(Location labeling records)
▽
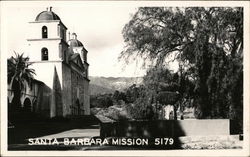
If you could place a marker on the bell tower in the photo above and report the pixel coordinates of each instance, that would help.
(47, 38)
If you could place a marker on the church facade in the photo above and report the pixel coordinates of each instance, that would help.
(61, 67)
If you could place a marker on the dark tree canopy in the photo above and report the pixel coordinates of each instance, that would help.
(206, 42)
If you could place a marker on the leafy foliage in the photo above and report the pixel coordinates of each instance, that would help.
(19, 73)
(207, 43)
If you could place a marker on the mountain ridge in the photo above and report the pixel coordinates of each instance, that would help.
(105, 85)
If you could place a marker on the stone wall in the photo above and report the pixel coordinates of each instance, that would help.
(66, 90)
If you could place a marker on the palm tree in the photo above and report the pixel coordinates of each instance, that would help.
(19, 73)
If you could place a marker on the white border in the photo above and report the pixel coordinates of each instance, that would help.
(238, 152)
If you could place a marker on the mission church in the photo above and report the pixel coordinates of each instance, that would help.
(61, 85)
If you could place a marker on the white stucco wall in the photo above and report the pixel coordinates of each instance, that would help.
(35, 29)
(35, 47)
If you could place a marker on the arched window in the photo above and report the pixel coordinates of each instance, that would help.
(45, 54)
(44, 32)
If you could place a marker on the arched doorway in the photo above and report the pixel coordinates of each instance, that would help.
(78, 107)
(34, 106)
(27, 105)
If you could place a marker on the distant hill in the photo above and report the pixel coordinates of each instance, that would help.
(103, 85)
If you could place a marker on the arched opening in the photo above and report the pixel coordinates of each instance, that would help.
(27, 105)
(45, 54)
(34, 106)
(44, 32)
(78, 107)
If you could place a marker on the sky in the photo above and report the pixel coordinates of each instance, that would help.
(97, 25)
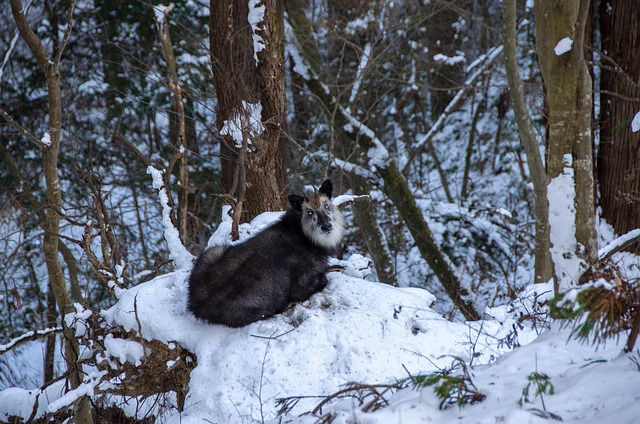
△
◆ Short task:
Please convert every line of the records above into a JSON list of strings, one string per line, omitting blank lines and the pictures.

◆ Result:
[
  "If you could place a marker on the bell tower in the photo above and report the pixel coordinates of each instance, that would help.",
  "(47, 38)",
  "If you could place a marker on the church facade in the photo above and report the pixel coordinates of each instance, that would help.",
  "(61, 67)",
  "If you could place a marker on the dark tree canopy in the photo above and report the pixel coordinates of each instance, that would help.",
  "(206, 42)",
  "If you could place a marker on the leafy foliage in the photo above and report the pixel coordinates of each instance, that would help.",
  "(19, 73)",
  "(207, 43)",
  "If you could place a marker on the mountain ridge in the photo above and report the pixel coordinates of each instance, that would help.",
  "(105, 85)",
  "If you could place a marker on the stone wall in the photo above and report the pixel coordinates of each instance, that would help.",
  "(66, 90)",
  "If you could place a marker on the palm tree in the photo above and report the pixel coordinates of each instance, that would help.",
  "(19, 73)",
  "If you could place a marker on the white border in the photo above and report the pixel coordinates of each instance, that would help.",
  "(238, 152)",
  "If you could place a marker on the mission church in the photo above and report the pixel coordinates of each instance, that would help.",
  "(61, 85)",
  "If you could place a marker on the white stucco wall in the photo above and report the pixel coordinates of each instance, that would help.",
  "(35, 29)",
  "(35, 47)",
  "If you could place a marker on the arched window in the photo above and report the pixel coordinates of each instance, that would help.",
  "(45, 54)",
  "(44, 32)",
  "If you could place a marker on the arched doorway in the photo above and report the pixel coordinates of each instance, that would help.",
  "(78, 107)",
  "(34, 106)",
  "(27, 105)",
  "If you could place a marker on the distant hill in the photo above and report the pixel coordinates of each instance, that would help.",
  "(103, 85)",
  "If you could place a marker on the arched opening in the photo above and report the pixel coordinates of each instance, that would help.",
  "(27, 105)",
  "(45, 54)",
  "(34, 106)",
  "(44, 32)",
  "(78, 107)",
  "If you could place a marker on the sky in the photo above and report the pixel coordinates of each instance, that would help.",
  "(97, 25)"
]